### Data excerpts
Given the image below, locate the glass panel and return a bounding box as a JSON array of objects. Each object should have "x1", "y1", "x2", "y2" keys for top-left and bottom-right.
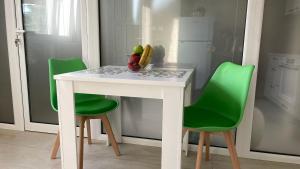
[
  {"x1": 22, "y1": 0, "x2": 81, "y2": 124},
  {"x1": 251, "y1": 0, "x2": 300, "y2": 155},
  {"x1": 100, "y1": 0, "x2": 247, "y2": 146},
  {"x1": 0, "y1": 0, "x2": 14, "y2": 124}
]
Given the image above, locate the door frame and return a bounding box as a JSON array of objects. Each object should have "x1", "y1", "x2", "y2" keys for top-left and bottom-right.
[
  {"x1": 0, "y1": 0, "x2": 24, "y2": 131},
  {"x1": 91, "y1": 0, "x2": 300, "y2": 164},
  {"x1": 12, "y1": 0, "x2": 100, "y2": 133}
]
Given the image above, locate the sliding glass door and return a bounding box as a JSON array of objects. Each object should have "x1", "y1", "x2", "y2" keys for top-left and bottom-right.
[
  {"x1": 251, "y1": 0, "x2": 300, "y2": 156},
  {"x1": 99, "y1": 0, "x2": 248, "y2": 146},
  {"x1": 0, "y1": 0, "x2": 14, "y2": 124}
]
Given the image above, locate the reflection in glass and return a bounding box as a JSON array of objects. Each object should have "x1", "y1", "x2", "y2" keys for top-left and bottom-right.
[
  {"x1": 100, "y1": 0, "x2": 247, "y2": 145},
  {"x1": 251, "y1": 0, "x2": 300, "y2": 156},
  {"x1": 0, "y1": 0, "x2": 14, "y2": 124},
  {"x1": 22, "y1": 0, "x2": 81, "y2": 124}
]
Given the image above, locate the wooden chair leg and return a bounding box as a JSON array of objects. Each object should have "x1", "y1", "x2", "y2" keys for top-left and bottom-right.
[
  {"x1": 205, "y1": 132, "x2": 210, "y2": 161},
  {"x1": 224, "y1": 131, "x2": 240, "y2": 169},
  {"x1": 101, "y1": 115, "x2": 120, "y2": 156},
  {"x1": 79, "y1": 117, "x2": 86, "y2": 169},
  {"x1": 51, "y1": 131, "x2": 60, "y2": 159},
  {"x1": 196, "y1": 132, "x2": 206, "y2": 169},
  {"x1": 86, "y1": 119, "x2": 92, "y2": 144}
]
######
### Data excerpts
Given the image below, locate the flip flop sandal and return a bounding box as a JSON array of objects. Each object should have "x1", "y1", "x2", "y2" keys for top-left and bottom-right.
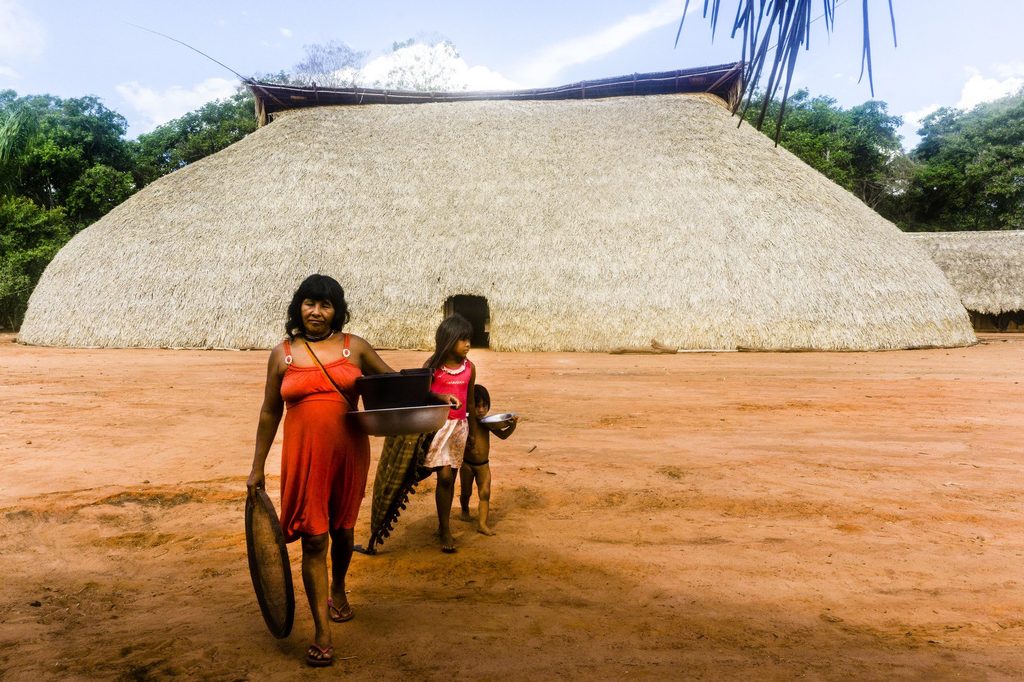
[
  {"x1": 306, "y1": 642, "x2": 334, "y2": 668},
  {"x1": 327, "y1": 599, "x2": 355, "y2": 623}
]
######
### Data excerpts
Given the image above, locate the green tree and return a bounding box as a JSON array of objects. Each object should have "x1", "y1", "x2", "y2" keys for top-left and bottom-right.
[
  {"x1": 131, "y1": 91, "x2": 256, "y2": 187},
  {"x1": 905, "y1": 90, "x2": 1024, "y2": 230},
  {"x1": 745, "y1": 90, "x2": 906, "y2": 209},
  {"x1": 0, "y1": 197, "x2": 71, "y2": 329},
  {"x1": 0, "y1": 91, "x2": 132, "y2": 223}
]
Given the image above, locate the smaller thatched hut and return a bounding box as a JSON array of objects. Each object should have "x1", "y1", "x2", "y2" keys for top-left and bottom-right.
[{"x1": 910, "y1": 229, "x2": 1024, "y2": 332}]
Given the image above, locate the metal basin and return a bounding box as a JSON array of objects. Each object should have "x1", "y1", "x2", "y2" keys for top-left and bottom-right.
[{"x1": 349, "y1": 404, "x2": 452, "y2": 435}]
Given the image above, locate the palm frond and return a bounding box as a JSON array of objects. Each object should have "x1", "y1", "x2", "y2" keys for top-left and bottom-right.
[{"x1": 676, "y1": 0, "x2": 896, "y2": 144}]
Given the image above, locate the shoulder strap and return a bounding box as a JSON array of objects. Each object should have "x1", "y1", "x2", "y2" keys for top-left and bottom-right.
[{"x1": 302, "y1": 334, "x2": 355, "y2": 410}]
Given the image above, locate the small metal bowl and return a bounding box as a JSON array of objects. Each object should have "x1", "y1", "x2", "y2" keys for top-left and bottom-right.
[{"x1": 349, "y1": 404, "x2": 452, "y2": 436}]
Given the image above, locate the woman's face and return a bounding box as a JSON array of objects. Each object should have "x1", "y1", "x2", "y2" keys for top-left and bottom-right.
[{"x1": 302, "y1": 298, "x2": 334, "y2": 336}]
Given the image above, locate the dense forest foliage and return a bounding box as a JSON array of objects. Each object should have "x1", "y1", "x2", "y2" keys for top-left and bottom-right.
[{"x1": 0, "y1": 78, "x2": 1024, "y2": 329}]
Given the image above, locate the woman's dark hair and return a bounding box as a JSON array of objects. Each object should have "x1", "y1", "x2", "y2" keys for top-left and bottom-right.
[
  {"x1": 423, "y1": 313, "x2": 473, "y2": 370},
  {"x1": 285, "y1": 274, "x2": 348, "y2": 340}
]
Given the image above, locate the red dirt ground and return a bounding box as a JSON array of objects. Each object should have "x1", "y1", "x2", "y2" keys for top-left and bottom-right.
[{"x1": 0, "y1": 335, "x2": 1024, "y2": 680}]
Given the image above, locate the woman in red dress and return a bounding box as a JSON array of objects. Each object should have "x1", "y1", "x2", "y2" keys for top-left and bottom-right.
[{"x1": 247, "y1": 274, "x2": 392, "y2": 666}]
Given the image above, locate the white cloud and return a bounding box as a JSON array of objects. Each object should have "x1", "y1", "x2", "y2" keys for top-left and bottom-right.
######
What is being asked:
Copy the rows word for word, starting with the line that contains "Given the image above, locate the palm" and ending with the line that contains "Given the image above, locate the white", both lines included.

Answer below:
Given the image above, locate the palm frond and return a bounding box as a JSON array of objects. Each object should have "x1", "y1", "x2", "y2" keys for top-left and bottom-right.
[{"x1": 676, "y1": 0, "x2": 896, "y2": 144}]
Given the image above, locate the shoulder strap and return a bounding box as a JSON array of objects. Each object should have "x1", "y1", "x2", "y2" keys for top-left and bottom-right.
[{"x1": 302, "y1": 334, "x2": 355, "y2": 410}]
Given the image above, locate the small metal bowl and return a bounding box as a JSON array of objects. Each object should have "x1", "y1", "x2", "y2" keys for top-left and bottom-right.
[{"x1": 349, "y1": 404, "x2": 452, "y2": 436}]
Given the image above, locate the woman's face and return a bounding box as a JSON array of objects. Each object should have "x1", "y1", "x2", "y2" keys for top-left and bottom-right.
[{"x1": 302, "y1": 298, "x2": 334, "y2": 336}]
Given the image above, locate the dense forest foliage and return a bounding box as a JSON array of objects. Each object should have "x1", "y1", "x2", "y2" keys for top-left and bottom-right.
[{"x1": 0, "y1": 78, "x2": 1024, "y2": 329}]
Given the image above, locate the woman's dark hair and return a bounding box as a JSON array of objects. Each object should have "x1", "y1", "x2", "y2" keys for top-left and bottom-right.
[
  {"x1": 423, "y1": 313, "x2": 473, "y2": 370},
  {"x1": 285, "y1": 274, "x2": 348, "y2": 340}
]
Given the image above, locate the red dirt ground and return a bounding box as a JSON array of objects. Each object should have "x1", "y1", "x2", "y2" keys for top-left and bottom-right.
[{"x1": 0, "y1": 335, "x2": 1024, "y2": 680}]
Given the image above, locate the woman in red dress and return a bounding box as a JSON array of objects. Each object should have "x1", "y1", "x2", "y2" keys for top-left and bottom-right.
[{"x1": 247, "y1": 274, "x2": 392, "y2": 666}]
Given the image above, locate the white cloud and return a bounding box as a JSON array of objects. Each object should have "x1", "y1", "x2", "y2" keys for top-left and bottom-right.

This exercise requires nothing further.